__Exercise instructions__
Report every line of the data below that contains the word "white", copying each such line in full.

__Provided records__
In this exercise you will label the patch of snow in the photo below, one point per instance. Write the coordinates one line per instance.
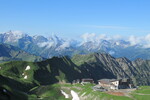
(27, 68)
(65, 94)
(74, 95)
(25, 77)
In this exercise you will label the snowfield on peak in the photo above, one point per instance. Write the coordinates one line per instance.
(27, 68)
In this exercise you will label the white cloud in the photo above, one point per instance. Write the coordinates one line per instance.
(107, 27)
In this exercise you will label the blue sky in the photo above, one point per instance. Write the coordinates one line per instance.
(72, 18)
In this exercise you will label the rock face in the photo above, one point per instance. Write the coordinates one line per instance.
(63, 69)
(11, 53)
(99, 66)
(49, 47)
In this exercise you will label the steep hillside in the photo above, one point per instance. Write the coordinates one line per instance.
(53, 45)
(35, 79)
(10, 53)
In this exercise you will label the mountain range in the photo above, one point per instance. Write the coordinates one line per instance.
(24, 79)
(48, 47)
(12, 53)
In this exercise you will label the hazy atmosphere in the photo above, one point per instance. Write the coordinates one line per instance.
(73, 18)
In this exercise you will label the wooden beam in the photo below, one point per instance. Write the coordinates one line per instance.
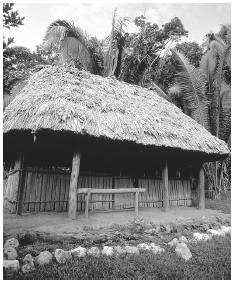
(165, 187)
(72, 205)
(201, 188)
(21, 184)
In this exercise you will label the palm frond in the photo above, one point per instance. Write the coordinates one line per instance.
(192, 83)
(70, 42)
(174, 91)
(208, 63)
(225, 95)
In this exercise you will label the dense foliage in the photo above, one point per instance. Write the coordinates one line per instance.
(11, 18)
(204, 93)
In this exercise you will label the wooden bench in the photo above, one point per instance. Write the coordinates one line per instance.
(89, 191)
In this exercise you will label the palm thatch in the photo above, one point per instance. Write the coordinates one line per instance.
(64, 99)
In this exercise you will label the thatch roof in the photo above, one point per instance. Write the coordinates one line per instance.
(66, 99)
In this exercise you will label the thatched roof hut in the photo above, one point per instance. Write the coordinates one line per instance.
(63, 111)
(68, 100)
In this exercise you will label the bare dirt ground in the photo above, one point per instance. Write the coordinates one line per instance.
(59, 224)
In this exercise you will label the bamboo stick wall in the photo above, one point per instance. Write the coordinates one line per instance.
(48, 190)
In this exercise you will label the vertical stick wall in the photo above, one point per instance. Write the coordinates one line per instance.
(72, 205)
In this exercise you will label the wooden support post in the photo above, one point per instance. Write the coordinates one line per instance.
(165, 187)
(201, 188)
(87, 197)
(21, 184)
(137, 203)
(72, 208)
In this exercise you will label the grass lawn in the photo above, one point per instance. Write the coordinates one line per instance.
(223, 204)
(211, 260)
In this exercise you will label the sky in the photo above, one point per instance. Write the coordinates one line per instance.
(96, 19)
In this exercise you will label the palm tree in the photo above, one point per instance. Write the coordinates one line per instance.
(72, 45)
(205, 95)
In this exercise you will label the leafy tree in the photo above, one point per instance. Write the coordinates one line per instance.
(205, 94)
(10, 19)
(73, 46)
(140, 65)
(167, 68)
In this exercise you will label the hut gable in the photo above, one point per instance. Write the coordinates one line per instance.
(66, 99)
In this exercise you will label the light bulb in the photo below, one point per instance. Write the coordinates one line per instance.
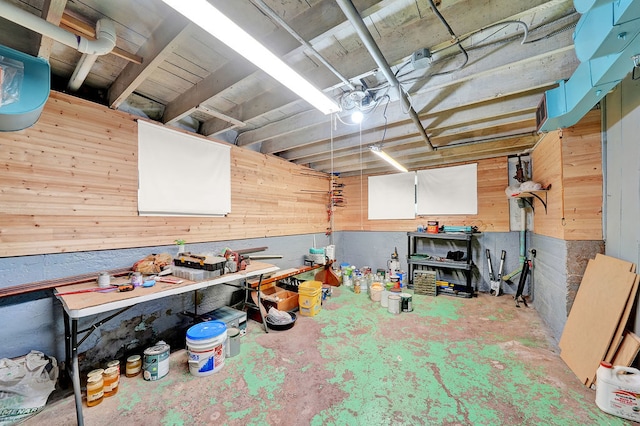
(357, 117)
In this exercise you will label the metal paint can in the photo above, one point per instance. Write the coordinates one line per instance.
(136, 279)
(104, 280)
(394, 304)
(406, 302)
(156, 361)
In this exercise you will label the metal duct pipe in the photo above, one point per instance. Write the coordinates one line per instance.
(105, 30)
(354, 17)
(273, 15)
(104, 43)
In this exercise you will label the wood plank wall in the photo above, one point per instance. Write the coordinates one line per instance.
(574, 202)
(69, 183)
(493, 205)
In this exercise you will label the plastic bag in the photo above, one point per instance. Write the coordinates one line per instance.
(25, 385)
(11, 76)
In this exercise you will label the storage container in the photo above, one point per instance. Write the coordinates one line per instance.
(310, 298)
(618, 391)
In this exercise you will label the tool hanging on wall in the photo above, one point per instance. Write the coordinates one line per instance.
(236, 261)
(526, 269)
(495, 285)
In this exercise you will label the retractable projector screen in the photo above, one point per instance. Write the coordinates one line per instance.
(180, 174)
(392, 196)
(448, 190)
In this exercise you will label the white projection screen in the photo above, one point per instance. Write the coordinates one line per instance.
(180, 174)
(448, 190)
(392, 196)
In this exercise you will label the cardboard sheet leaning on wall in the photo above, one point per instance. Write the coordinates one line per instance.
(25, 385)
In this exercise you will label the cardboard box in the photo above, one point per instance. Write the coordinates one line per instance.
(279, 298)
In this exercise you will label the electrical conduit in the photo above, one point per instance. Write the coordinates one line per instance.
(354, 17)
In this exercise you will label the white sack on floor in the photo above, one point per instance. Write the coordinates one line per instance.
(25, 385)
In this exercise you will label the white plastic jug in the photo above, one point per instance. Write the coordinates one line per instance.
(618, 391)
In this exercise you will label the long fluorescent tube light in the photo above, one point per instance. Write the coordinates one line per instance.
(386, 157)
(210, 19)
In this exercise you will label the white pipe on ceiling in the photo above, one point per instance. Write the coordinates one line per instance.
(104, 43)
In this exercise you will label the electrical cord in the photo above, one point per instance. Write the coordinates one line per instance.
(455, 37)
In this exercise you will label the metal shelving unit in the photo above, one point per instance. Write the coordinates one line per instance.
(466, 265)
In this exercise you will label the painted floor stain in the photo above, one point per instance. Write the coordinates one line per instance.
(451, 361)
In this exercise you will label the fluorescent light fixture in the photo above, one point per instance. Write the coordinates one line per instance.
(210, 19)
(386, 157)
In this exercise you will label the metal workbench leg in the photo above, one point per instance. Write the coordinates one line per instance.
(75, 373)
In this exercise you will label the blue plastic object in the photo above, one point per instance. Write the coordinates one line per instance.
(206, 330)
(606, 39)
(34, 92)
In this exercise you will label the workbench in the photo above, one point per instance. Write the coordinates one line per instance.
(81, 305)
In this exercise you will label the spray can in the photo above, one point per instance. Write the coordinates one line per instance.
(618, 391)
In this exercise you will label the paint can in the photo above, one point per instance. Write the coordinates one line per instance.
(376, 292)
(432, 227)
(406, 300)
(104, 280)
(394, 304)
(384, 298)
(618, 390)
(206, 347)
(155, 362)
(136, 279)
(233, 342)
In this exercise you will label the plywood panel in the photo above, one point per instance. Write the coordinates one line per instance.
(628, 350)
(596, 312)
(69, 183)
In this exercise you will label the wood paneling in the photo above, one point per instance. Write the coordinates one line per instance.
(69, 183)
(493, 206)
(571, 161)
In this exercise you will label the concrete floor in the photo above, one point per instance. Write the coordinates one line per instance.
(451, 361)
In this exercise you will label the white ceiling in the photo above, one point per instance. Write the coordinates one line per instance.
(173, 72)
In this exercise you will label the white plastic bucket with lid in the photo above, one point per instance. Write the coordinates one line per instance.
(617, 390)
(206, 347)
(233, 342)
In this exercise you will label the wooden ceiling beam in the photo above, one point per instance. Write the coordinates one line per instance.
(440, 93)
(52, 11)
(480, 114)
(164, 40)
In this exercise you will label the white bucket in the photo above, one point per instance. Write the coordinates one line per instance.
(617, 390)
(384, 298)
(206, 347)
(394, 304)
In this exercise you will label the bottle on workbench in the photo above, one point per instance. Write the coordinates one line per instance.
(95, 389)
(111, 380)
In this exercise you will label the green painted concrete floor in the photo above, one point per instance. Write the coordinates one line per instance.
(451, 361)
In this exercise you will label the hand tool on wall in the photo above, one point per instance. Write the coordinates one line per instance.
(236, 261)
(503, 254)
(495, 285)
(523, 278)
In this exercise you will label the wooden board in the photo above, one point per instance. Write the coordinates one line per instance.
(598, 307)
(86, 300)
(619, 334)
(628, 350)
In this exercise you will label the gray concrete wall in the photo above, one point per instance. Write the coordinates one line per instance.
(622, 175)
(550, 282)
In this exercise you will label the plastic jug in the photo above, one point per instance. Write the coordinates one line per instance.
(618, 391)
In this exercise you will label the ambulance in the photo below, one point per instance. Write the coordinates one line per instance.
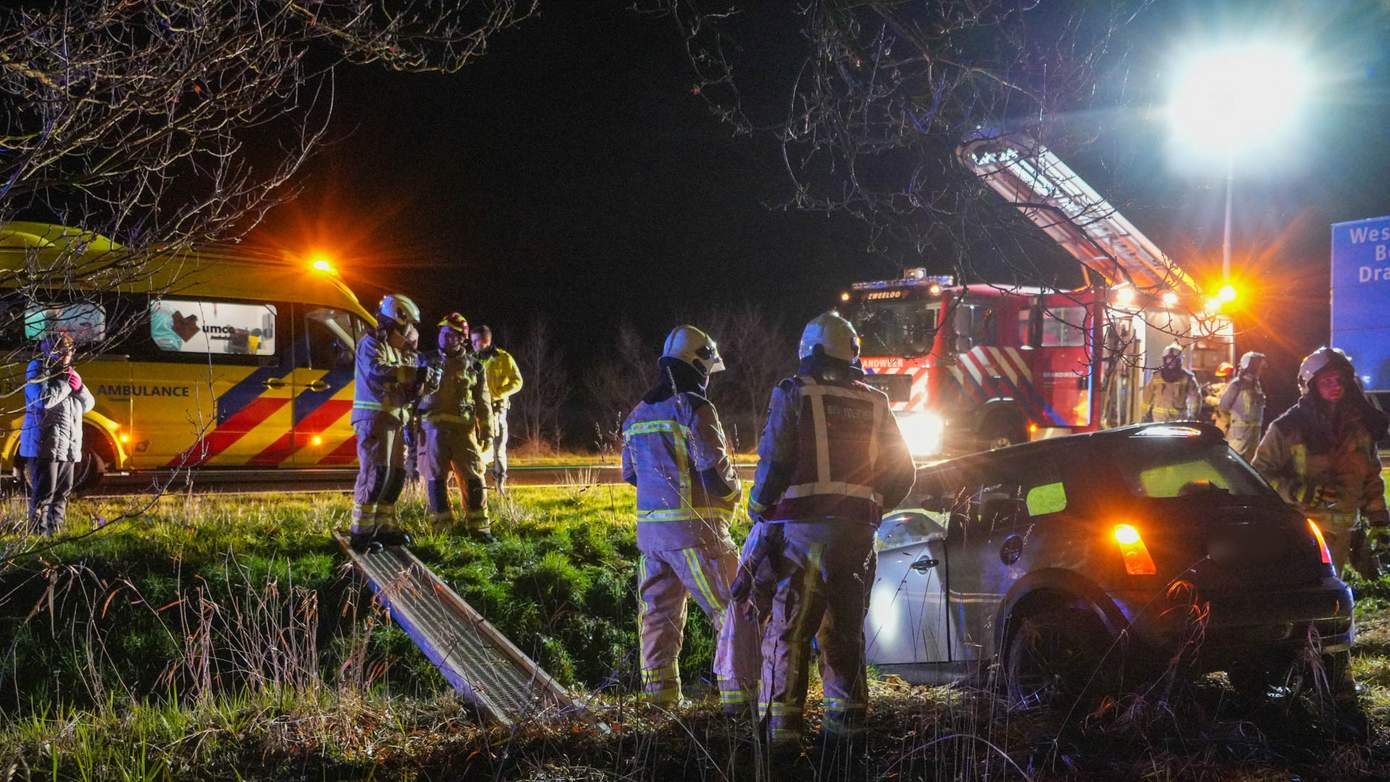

==

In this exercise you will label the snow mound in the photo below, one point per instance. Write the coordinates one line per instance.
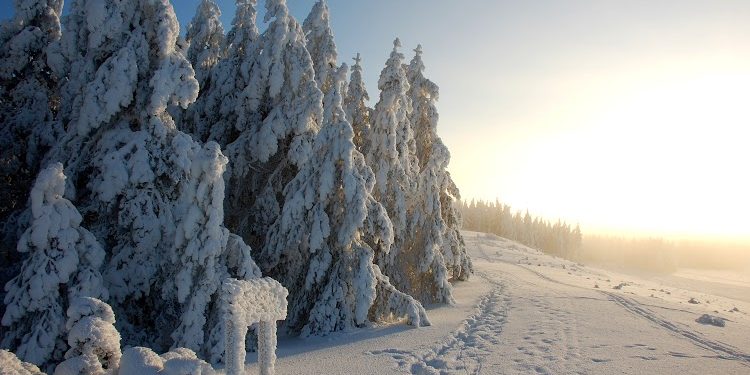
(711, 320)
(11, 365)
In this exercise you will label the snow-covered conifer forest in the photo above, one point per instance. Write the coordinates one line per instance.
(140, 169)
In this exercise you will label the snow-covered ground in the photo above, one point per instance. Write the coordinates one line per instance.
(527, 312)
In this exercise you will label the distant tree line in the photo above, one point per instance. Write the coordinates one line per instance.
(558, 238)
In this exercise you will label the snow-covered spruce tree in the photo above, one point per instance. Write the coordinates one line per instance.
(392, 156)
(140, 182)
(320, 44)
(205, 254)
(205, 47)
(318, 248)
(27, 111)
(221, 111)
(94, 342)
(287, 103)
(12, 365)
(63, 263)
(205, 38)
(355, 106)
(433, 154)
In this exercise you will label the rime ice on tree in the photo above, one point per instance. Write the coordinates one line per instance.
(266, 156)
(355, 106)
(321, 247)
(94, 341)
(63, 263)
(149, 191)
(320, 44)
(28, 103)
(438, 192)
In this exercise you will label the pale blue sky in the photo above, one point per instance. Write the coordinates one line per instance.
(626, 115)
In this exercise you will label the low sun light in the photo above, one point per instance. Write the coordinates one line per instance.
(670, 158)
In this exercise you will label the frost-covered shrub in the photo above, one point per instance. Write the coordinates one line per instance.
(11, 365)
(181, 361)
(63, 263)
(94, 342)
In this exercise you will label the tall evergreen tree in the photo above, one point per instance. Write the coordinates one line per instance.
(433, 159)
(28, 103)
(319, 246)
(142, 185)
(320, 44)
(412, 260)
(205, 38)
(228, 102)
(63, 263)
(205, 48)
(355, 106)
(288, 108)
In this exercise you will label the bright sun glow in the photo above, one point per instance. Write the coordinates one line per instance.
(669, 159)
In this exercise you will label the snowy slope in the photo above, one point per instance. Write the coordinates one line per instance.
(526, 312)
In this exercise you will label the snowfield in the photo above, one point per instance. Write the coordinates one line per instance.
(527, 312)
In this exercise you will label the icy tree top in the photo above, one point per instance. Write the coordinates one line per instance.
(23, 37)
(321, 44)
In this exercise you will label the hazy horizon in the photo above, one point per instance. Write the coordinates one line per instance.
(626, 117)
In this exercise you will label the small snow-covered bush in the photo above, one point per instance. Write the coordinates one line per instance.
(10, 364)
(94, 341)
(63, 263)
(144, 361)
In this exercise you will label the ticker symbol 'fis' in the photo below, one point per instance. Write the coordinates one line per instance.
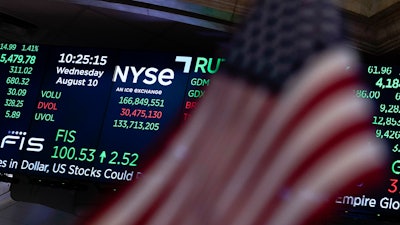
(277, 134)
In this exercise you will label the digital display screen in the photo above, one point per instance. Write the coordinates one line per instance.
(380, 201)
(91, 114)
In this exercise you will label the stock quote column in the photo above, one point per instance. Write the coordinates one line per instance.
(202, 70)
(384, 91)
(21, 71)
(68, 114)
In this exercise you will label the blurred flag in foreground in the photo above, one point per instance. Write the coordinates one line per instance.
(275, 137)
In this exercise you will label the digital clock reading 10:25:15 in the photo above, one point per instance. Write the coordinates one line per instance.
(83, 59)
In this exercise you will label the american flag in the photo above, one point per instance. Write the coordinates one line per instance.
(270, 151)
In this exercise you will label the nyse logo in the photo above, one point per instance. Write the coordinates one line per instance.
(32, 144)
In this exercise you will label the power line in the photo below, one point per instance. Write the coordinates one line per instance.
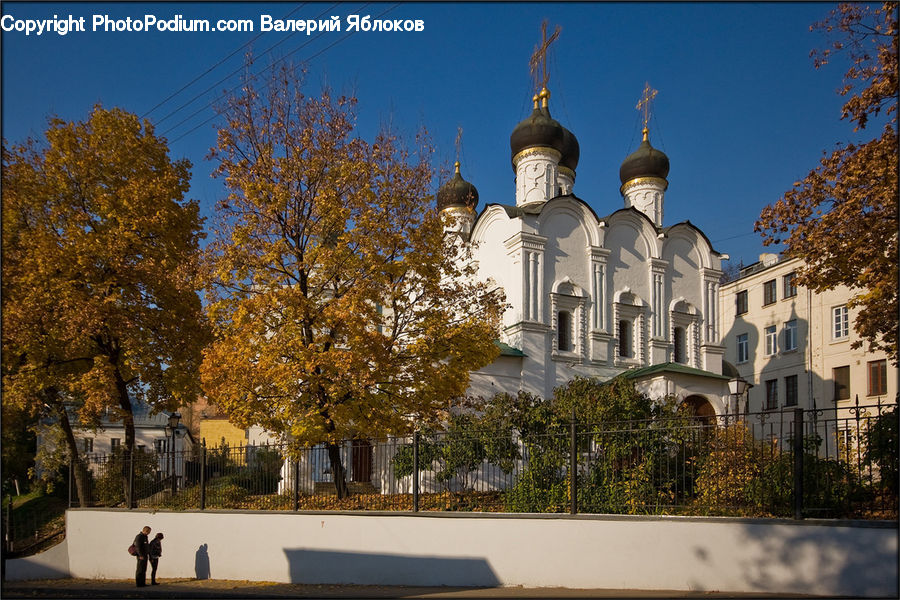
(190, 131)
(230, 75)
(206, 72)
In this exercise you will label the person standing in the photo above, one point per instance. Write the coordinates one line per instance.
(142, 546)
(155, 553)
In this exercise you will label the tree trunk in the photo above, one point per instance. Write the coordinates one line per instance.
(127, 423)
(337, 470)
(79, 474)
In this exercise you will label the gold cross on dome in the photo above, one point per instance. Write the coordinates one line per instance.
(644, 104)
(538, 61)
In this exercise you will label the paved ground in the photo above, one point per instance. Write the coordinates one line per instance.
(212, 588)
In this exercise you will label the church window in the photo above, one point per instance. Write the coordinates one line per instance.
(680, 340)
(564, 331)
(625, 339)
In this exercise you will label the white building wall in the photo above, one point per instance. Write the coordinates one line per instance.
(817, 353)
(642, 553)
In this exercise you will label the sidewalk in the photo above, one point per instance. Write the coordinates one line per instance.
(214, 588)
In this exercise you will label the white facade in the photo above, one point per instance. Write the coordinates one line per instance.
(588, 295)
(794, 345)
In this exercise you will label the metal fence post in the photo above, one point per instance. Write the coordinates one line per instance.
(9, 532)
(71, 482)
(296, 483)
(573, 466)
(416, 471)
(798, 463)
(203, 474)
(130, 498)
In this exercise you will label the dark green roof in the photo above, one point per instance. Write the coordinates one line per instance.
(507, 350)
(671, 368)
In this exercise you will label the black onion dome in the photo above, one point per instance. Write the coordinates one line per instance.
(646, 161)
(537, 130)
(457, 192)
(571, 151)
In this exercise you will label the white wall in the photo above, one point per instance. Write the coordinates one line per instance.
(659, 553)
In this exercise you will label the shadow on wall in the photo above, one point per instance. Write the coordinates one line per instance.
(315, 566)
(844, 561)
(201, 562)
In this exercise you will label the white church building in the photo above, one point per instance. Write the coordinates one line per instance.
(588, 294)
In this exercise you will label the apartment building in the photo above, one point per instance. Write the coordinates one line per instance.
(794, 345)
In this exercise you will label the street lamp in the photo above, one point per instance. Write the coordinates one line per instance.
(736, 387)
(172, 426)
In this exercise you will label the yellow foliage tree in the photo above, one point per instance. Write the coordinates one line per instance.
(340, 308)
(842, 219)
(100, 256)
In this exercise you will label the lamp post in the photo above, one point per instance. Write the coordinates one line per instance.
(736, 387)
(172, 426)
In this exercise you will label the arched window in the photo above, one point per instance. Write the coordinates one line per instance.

--

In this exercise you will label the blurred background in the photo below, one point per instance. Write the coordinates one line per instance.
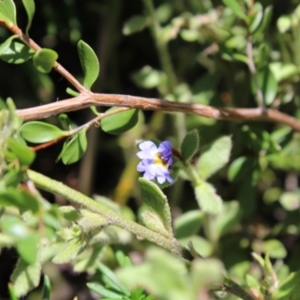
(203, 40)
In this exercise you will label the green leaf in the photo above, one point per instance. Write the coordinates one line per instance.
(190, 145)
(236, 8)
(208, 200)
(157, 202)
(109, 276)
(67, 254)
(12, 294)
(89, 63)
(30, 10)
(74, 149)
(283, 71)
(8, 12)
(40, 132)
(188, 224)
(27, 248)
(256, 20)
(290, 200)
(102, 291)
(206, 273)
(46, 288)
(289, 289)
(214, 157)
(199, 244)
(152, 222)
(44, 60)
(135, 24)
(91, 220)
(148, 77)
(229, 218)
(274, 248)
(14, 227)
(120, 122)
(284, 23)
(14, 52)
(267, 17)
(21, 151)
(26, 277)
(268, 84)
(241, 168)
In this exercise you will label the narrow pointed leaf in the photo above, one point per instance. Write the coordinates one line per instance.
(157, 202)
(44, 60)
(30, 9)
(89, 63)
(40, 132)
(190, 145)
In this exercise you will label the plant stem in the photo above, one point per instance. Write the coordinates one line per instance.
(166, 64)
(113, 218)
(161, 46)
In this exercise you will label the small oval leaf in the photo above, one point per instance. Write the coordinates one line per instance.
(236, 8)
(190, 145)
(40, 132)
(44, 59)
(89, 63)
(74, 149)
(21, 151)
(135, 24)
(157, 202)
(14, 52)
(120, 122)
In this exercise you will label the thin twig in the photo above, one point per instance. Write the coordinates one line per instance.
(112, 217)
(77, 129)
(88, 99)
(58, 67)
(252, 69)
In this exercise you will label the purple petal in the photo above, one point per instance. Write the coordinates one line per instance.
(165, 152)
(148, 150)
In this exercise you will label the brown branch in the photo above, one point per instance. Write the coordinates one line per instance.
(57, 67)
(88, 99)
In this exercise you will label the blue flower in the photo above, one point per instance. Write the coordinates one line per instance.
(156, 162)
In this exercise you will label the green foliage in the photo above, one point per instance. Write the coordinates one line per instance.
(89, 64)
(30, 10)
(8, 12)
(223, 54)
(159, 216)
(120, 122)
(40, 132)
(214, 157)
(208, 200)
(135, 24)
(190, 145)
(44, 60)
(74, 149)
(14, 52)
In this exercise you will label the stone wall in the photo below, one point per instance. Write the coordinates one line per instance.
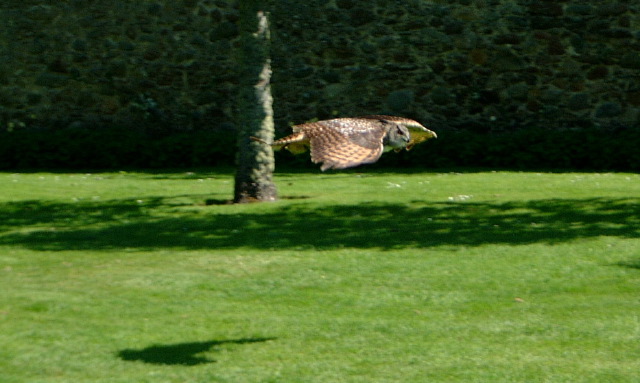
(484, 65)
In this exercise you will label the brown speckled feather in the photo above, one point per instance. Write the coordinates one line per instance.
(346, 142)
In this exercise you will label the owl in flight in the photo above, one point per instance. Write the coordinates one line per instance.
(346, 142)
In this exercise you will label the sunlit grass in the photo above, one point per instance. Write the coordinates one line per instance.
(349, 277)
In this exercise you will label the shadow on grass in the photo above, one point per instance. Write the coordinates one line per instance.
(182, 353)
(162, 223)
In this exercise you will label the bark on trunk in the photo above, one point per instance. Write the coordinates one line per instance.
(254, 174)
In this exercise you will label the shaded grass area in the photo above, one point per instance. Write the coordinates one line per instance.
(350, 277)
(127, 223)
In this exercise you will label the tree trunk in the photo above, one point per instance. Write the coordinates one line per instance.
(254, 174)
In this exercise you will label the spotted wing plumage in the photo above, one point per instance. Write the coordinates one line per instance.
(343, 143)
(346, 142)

__Written response__
In this exercise you will label the white cloud in the photo above, one point per instance. Write the coordinates one line per instance.
In this exercise you will label the white projection screen in the photo above, one point per instance. Write the coordinates one line per instance.
In this exercise you will label the white sack on floor in the photo above, one point per instance. Write the coordinates one line per instance.
In this exercise you will label the white plastic jug in the photo above, one point per instance. Write the coordinates one line per instance.
In this exercise you will label the white pipe on ceiling in the photo above, one point per instance. Write the coordinates one line per instance.
In this exercise you will label the white ceiling in the photo above, one point per instance. Write the coordinates one line per instance.
In this exercise you will label the white plastic bucket with lid in the photo above, one point per instance. Write the coordinates one line per instance.
In this exercise you will label the white bucket in the photo above, one point per instance. Write the coordinates one line per instance.
In this exercise you will label the white building wall in the photo above, one point per instance. Write the coordinates one line per instance.
In this exercise you will label the white facade in the photo above, one point per instance. Write the coordinates one line per instance.
In this exercise you will label the white wall in the photo above, one point per instance. Write the coordinates one line per instance.
In this exercise you will label the white church building in the photo above, one point per instance. Write the coordinates one line per instance.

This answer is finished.